掲載文
私(Hiromichi)は、「和声教室オンザウェブ -海-」という和声学、対位法のオンライン学習講座を開いています。
中級、そして上級レベルの方もお教えすることがありますが、基本的に多くは受講希望者入門レベルの方たちです。初めてこの講座で和声学や和声の実習に触れた方も少なくありません。
お陰様でもうかれこれ20年くらい運営していますが、特に受講される方の多いのが和声学。
ですがそのような初学の方たちにとって、和声の実習を初めてご経験したり、また多少経験を積んだ後でさえも実習の仕方が難しくて困る、というご様子やご意見などもあります。
そこで今回は、特にそのような初学や入門レベルの方たちにとって、理論とともにどのように和声の実習を進めていけばよいのか?
それをお伝えしてみましょう。
【総括!】理論と実習が不可分-和声学は実習なくして先に進めない
和声学を学習するとなると、超メジャーなテキストである「和声 理論と実習(音友社)」のテキストタイトルでもおわかりと思いますが、実習が必ずついて回ります。
和声学で実習というと、初歩の段階だったらあるバスの音が与えられ、それに各課題の指定に基づいて、そのバスの音の上にいくつかの音を積み上げていく、というのが基本です。
そこにはきちんと音の積み上げ、そしてそれによってできた音のかたまり(和音)を連結して行くことになりますが、こうした実習は、その作業に必要となる様々な規則や理論を十分に理解し、そして手足のように自在に運用できるテクニックが必要です。
となれば、確かに和声学を学び始めるといくつもの規則や理論が顔を出してきますが、それらを縦横無尽に駆使するようにならなくてはなりませんので、そのために実習という作業が必要になるのです。

課題の内容
上の文章によると、筆者はオンライン講座をどのくらいの期間運営していますか? 続くエントリーは、上の文章とは別の資料です。

データ一覧
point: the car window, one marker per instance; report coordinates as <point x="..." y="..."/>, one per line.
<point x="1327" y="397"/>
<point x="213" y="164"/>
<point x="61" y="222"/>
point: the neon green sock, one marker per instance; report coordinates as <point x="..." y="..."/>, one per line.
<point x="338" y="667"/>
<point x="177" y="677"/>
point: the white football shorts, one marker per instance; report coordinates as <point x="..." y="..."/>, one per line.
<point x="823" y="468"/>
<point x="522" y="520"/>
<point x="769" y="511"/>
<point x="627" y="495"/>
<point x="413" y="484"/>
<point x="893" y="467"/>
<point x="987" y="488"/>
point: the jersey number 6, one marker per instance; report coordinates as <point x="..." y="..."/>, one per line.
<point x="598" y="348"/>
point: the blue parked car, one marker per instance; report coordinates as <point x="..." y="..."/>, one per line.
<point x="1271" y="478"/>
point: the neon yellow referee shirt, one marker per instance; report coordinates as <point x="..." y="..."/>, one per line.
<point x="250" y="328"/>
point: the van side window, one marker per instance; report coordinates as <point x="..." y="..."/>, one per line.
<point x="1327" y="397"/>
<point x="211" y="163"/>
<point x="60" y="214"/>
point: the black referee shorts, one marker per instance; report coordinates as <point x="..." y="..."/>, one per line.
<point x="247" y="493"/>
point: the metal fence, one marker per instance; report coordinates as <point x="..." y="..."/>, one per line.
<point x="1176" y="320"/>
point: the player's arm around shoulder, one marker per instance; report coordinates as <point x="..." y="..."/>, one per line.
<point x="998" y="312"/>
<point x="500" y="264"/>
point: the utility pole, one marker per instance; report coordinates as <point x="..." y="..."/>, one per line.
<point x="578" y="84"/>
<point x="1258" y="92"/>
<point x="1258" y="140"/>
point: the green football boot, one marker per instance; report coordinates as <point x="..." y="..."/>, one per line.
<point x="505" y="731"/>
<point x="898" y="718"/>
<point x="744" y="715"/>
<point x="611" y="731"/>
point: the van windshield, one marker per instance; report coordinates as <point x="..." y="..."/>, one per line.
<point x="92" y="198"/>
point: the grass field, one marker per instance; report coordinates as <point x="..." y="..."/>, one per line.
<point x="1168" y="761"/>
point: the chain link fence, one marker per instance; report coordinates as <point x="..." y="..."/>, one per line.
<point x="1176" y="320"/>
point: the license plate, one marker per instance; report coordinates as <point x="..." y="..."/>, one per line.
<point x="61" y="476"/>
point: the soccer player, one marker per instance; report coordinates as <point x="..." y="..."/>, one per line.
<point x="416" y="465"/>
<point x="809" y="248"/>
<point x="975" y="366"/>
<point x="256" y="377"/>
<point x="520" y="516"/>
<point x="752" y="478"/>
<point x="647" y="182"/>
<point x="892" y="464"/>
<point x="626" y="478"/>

課題の結果
かれこれ20年くらいです。